:: PROVIDED MATERIAL
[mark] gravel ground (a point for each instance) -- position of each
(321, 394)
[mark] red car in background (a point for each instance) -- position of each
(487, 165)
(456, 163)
::::
* [YOUR GOAL]
Write the records out in full, exactly as they read above.

* [TASK OUTPUT]
[mark] gravel ground (a point for each instance) -- position of each
(321, 394)
[mark] red car in background (a point for each instance) -- position of each
(487, 165)
(456, 163)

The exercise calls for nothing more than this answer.